Stored dataset items:
+++
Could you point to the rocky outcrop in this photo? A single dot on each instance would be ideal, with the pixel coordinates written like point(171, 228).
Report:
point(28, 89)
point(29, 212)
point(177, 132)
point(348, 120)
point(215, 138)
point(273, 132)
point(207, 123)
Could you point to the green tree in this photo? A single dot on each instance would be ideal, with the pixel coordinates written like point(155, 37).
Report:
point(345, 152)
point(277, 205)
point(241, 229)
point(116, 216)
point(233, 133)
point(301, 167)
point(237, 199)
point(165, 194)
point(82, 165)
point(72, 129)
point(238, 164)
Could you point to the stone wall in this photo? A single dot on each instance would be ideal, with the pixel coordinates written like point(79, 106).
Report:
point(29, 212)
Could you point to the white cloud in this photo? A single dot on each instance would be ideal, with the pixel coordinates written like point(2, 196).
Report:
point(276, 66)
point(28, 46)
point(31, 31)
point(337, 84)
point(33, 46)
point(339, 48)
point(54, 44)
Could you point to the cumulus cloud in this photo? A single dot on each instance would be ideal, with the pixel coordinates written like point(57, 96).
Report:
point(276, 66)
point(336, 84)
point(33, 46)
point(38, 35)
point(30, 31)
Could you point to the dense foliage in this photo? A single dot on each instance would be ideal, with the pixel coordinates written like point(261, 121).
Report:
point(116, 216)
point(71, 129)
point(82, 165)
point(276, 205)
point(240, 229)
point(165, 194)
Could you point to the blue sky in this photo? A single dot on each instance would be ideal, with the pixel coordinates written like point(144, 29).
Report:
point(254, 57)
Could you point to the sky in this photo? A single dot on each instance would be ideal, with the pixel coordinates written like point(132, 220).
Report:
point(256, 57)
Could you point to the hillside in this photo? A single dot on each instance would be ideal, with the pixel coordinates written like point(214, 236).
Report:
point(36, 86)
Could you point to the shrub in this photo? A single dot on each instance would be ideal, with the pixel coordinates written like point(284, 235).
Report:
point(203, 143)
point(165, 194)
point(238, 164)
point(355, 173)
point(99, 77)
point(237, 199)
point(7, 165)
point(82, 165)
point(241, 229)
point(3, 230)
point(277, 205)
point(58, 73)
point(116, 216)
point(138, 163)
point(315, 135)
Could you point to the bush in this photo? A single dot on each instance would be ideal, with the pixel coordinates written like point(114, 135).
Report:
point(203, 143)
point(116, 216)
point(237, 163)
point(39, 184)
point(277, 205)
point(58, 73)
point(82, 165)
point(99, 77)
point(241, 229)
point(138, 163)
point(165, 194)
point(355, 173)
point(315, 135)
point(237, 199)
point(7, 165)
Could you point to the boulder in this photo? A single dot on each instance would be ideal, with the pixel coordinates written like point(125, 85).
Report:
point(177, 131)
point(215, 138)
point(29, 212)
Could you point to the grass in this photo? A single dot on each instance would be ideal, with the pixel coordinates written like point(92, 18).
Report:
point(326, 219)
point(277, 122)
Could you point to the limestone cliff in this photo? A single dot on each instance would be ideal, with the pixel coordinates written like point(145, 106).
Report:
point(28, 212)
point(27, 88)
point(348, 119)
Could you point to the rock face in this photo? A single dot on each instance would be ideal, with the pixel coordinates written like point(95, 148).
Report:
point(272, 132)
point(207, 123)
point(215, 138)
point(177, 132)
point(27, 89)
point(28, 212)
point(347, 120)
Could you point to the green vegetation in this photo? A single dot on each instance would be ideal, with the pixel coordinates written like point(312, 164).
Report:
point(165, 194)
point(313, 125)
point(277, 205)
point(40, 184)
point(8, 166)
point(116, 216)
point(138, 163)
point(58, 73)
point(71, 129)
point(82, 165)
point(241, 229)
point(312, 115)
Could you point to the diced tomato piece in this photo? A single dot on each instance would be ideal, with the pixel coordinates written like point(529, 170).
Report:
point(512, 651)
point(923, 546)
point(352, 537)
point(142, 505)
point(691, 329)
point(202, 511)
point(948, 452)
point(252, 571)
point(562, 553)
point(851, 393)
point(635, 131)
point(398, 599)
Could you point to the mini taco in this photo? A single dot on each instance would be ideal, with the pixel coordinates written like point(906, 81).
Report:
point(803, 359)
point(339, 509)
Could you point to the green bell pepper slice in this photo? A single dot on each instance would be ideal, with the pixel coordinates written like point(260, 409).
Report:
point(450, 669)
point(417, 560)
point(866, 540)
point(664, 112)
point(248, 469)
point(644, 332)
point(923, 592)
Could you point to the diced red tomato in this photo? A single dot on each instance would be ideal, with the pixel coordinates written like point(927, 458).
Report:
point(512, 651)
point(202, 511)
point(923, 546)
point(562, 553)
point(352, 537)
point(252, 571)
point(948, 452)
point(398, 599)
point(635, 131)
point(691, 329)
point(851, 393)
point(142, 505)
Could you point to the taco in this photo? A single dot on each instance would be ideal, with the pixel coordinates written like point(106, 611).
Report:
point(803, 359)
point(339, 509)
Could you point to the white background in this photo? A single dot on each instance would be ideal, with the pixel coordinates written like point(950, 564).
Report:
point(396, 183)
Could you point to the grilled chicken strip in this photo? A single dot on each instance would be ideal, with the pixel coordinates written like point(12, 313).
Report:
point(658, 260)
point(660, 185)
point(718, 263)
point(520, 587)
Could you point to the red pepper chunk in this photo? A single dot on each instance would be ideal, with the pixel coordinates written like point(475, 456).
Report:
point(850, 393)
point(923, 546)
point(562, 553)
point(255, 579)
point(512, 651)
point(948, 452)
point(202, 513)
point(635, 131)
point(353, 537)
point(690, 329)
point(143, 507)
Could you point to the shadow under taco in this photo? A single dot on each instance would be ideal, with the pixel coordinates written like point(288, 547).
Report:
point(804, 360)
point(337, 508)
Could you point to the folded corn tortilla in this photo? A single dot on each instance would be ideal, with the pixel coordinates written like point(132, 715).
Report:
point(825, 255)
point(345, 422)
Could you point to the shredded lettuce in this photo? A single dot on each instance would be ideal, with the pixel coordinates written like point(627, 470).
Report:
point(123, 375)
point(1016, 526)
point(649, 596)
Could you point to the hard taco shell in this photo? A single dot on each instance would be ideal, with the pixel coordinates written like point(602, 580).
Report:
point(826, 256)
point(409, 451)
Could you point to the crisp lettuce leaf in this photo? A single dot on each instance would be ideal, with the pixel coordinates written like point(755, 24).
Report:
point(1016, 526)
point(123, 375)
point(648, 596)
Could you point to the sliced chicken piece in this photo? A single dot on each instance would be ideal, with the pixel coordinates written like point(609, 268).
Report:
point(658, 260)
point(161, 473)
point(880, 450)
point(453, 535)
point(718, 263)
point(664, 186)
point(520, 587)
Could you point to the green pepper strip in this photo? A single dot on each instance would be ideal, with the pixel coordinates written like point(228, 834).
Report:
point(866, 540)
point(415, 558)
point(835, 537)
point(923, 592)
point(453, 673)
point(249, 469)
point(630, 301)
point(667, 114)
+++
Say, as a single number, how many lines of the records hold the word "tomato".

2